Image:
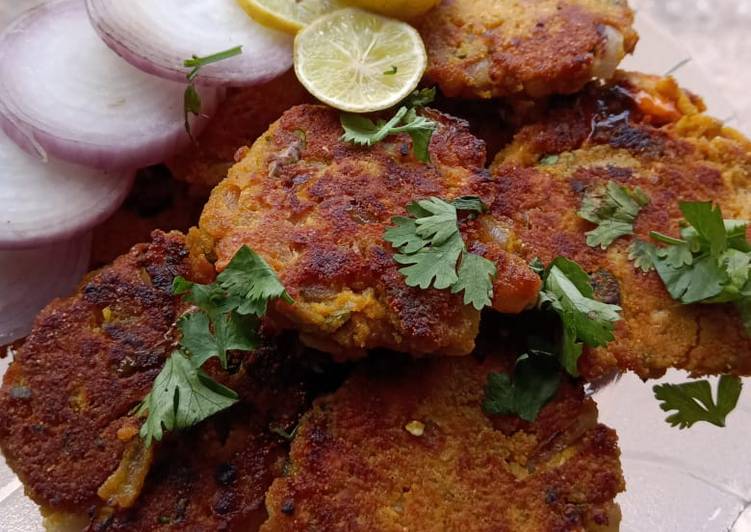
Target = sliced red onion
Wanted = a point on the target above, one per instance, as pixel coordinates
(72, 97)
(158, 35)
(10, 9)
(42, 202)
(31, 278)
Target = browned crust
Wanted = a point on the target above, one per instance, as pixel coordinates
(354, 466)
(74, 381)
(492, 48)
(641, 131)
(316, 209)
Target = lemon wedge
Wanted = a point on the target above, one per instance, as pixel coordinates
(288, 15)
(358, 61)
(403, 9)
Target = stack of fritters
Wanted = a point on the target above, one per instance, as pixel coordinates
(403, 444)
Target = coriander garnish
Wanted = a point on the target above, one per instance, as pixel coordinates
(226, 318)
(709, 263)
(192, 100)
(363, 131)
(613, 208)
(693, 401)
(434, 254)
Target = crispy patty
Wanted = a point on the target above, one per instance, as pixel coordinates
(406, 446)
(639, 131)
(242, 117)
(65, 407)
(88, 360)
(316, 209)
(500, 48)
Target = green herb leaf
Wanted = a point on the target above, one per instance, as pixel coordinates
(227, 319)
(363, 131)
(613, 208)
(249, 278)
(568, 291)
(642, 254)
(431, 245)
(192, 103)
(693, 401)
(475, 279)
(182, 395)
(536, 379)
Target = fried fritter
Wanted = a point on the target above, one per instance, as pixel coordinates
(242, 117)
(501, 48)
(88, 360)
(640, 131)
(316, 209)
(408, 447)
(66, 426)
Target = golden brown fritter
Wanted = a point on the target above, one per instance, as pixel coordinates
(88, 360)
(242, 117)
(501, 48)
(640, 131)
(408, 447)
(66, 426)
(316, 209)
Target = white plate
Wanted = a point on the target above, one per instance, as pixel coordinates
(678, 481)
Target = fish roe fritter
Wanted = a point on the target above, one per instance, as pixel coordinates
(408, 447)
(88, 360)
(316, 209)
(242, 117)
(66, 427)
(502, 48)
(639, 131)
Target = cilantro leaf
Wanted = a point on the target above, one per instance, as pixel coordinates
(568, 291)
(693, 401)
(226, 318)
(642, 254)
(182, 395)
(192, 103)
(231, 331)
(613, 208)
(433, 265)
(363, 131)
(251, 279)
(710, 263)
(536, 378)
(430, 246)
(475, 279)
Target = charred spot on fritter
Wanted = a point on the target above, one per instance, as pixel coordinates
(640, 132)
(406, 445)
(88, 361)
(487, 48)
(318, 218)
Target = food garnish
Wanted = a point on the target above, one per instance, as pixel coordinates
(709, 263)
(432, 248)
(364, 132)
(226, 318)
(286, 15)
(155, 37)
(567, 290)
(693, 402)
(192, 103)
(536, 378)
(613, 208)
(341, 58)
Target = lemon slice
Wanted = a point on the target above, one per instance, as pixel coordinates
(358, 61)
(288, 15)
(403, 9)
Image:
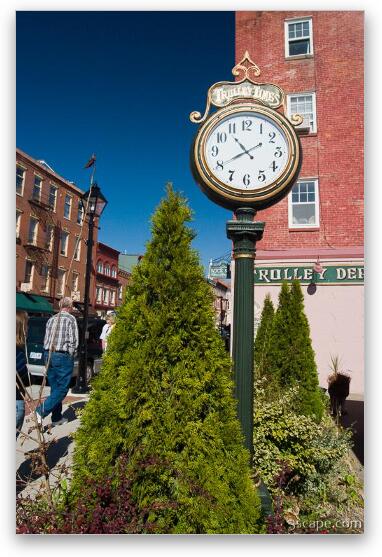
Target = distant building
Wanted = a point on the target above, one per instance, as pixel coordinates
(106, 285)
(317, 58)
(50, 251)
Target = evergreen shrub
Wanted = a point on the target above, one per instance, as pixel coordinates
(165, 391)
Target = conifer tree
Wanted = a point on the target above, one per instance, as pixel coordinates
(164, 395)
(291, 356)
(263, 336)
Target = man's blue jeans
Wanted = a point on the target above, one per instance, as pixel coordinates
(59, 376)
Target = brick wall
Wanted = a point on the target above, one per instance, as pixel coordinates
(334, 154)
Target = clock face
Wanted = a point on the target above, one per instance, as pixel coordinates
(247, 151)
(246, 155)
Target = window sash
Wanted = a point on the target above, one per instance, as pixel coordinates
(20, 175)
(32, 232)
(298, 37)
(304, 205)
(67, 206)
(28, 272)
(37, 185)
(64, 243)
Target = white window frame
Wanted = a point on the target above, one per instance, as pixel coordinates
(18, 222)
(313, 129)
(75, 281)
(65, 254)
(77, 249)
(33, 187)
(61, 273)
(53, 186)
(288, 22)
(80, 210)
(47, 276)
(67, 195)
(28, 261)
(99, 294)
(18, 165)
(33, 242)
(304, 226)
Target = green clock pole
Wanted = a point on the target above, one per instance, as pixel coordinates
(244, 232)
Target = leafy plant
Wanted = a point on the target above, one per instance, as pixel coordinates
(165, 391)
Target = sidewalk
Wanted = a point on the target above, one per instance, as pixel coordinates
(59, 452)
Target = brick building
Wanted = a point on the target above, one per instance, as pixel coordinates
(50, 254)
(317, 58)
(107, 283)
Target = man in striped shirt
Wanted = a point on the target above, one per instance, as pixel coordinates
(61, 341)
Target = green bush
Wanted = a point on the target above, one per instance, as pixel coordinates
(291, 358)
(310, 450)
(165, 392)
(263, 338)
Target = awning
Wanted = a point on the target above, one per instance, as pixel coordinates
(32, 303)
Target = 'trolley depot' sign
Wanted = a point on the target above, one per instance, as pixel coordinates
(344, 274)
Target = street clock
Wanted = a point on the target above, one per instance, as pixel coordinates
(247, 154)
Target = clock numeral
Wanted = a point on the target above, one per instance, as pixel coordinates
(246, 179)
(261, 176)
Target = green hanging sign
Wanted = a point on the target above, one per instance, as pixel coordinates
(332, 274)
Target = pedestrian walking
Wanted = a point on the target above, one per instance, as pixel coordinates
(22, 376)
(107, 328)
(60, 344)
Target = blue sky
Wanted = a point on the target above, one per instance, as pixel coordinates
(122, 85)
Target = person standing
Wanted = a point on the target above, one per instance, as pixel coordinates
(22, 376)
(61, 342)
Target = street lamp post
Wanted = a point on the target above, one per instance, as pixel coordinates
(93, 203)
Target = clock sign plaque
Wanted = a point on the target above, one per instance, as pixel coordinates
(247, 153)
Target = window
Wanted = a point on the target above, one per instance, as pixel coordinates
(303, 205)
(52, 197)
(77, 248)
(99, 294)
(20, 176)
(49, 237)
(37, 186)
(18, 223)
(75, 281)
(28, 276)
(80, 212)
(304, 104)
(61, 281)
(298, 37)
(64, 243)
(44, 278)
(67, 206)
(106, 296)
(32, 233)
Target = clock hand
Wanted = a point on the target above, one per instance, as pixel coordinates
(244, 149)
(241, 154)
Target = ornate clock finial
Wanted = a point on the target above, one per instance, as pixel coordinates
(245, 66)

────

Starting at the line containing "Target = man in striped shirt" and ending at the last line of the items above, write out every line again, requests included. Multiply each coordinate in the answers by 2.55 and round it to a whole number, rounding halves up.

* [PROBLEM SOLUTION]
Target = man in striped shirt
Wanted = a point on the target above, one per instance, as pixel coordinates
(156, 870)
Target = green bush
Wanted = a point on the target above, one per instance, as pixel coordinates
(742, 913)
(791, 1148)
(421, 1000)
(671, 862)
Target = awning
Wanted = a point on the target above, one per instance, as pixel coordinates
(82, 773)
Target = 'trolley depot' sign
Wanted = a point on the target above, one per instance, as pixel coordinates
(877, 699)
Target = street clock
Wanted = a point on the target above, one per instance, as pixel coordinates
(630, 393)
Target = clock numeral
Wanted = a point on the target above, one per instance, as pixel coordinates
(627, 456)
(666, 449)
Target = green hanging sign
Wanted = a point on the target above, one per instance, as pixel coordinates
(847, 699)
Target = pedestrian walking
Wanted = a point on the target above, one per instance, as pixel coordinates
(56, 959)
(273, 836)
(153, 877)
Target = blue sky
Wanted = a point on the target above, one per instance, as pixel coordinates
(311, 217)
Target = person standing
Wanted = a point on the target above, one per instance, as pixel coordinates
(56, 959)
(156, 872)
Target = street lamp post
Wanted = a point on the target above, one per instance, as pixel coordinates
(237, 518)
Target = clock sign plaque
Wanted = a point on the target above, one per instance, as pixel coordinates
(630, 390)
Target = window
Wanted = a point on the target above, one per instance, as pixel coordinates
(773, 523)
(133, 502)
(196, 632)
(252, 750)
(51, 449)
(125, 604)
(94, 474)
(46, 569)
(191, 717)
(71, 704)
(204, 541)
(775, 265)
(156, 717)
(760, 94)
(163, 620)
(112, 709)
(171, 525)
(270, 755)
(82, 594)
Target = clock hand
Wanted = a point on the target above, one per instance, as pixel coordinates
(622, 380)
(615, 393)
Target = ornate clock finial
Wanted = a point on the target above, one per instance, as pixel coordinates
(625, 168)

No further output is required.